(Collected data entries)

+++

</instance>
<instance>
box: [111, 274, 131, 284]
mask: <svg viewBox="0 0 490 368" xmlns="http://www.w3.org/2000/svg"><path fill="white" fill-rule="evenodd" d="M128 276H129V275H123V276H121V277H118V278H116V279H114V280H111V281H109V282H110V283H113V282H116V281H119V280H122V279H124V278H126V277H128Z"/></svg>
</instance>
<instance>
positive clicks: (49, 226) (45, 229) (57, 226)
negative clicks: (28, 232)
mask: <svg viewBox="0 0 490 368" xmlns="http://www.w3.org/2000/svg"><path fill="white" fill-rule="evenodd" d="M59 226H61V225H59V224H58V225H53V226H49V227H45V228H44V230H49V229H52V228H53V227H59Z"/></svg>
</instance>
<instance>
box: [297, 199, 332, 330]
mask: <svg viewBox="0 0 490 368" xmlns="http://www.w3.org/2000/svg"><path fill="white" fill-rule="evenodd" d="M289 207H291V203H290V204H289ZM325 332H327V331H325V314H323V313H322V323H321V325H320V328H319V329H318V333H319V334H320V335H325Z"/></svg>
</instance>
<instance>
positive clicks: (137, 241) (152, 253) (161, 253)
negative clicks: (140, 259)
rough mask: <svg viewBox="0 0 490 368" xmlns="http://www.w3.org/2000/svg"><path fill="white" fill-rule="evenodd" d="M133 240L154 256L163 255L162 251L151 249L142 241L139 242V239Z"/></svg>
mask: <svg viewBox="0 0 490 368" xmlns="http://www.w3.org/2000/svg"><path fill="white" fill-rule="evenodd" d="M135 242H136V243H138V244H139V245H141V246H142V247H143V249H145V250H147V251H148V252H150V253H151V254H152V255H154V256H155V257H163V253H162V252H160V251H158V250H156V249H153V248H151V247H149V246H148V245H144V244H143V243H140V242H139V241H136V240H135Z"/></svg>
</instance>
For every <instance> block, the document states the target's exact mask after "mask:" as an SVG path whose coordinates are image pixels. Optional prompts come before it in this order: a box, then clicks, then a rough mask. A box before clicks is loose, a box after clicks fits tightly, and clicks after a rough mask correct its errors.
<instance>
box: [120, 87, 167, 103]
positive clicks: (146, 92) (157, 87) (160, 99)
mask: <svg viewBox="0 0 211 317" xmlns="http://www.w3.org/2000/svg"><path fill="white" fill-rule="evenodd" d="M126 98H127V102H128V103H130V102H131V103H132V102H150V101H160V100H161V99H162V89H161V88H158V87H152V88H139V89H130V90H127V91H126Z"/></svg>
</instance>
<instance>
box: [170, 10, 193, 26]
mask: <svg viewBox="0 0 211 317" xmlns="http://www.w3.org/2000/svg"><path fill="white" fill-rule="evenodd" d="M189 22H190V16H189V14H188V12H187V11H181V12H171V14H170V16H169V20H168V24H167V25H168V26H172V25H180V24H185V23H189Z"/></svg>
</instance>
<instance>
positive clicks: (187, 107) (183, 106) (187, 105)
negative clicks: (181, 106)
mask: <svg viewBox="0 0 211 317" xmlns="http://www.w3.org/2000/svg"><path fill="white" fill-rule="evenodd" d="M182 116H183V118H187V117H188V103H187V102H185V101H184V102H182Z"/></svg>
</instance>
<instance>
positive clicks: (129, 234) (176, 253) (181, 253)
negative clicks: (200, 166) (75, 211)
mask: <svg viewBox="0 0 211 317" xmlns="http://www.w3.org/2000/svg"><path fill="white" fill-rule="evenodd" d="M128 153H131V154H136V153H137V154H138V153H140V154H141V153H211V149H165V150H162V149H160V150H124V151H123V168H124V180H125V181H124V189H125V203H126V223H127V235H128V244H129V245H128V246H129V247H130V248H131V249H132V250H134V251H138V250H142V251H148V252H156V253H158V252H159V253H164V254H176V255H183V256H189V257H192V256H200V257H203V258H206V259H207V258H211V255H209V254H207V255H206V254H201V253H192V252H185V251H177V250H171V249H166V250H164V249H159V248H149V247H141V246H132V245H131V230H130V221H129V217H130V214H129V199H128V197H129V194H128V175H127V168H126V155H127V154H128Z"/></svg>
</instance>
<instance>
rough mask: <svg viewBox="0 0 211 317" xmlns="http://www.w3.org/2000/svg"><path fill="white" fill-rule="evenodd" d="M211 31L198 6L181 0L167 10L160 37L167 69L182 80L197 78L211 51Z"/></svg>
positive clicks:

+++

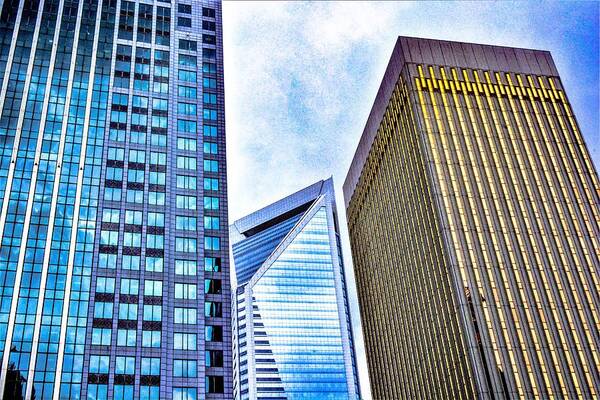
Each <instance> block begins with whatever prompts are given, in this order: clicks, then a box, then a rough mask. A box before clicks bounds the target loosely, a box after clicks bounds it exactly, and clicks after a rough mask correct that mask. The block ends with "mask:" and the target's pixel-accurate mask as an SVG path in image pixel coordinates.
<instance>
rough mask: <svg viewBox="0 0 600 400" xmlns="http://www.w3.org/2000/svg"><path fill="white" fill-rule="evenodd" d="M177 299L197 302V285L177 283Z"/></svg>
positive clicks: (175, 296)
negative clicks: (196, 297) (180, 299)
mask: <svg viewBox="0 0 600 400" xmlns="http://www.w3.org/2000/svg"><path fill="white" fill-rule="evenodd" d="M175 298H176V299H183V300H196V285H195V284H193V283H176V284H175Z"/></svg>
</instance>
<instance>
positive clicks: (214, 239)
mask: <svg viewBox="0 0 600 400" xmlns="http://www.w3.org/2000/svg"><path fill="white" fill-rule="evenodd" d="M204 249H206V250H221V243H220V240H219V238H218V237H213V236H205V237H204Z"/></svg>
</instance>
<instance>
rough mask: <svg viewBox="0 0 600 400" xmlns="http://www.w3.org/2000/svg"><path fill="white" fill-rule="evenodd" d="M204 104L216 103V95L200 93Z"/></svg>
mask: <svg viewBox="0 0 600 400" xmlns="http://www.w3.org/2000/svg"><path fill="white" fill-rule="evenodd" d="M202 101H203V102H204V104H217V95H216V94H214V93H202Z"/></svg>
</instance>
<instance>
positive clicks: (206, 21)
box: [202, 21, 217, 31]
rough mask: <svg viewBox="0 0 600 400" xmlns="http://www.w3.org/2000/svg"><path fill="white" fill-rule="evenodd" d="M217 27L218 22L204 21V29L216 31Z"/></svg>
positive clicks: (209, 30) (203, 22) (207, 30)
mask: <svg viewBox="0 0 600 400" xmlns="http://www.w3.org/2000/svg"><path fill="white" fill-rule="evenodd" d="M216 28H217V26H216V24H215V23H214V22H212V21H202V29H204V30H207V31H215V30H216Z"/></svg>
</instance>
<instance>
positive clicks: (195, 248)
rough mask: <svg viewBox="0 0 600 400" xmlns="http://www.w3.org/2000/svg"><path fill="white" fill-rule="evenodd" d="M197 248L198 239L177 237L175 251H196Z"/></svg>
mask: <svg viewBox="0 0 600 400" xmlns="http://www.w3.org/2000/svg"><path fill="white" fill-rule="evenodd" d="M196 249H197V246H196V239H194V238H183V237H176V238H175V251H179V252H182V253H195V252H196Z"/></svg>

+++

_Task details_
Starting at the line above that contains "box: [297, 199, 332, 330]", repeat each line exactly up to and including the line that contains "negative clicks: (140, 259)", and stop there.

_Response box_
box: [297, 199, 332, 330]
mask: <svg viewBox="0 0 490 368" xmlns="http://www.w3.org/2000/svg"><path fill="white" fill-rule="evenodd" d="M289 207H291V203H290V204H289ZM325 332H327V331H325V314H323V313H322V323H321V325H320V328H319V329H318V333H319V334H320V335H325Z"/></svg>
</instance>
<instance>
positive clicks: (137, 241) (152, 253) (161, 253)
negative clicks: (140, 259)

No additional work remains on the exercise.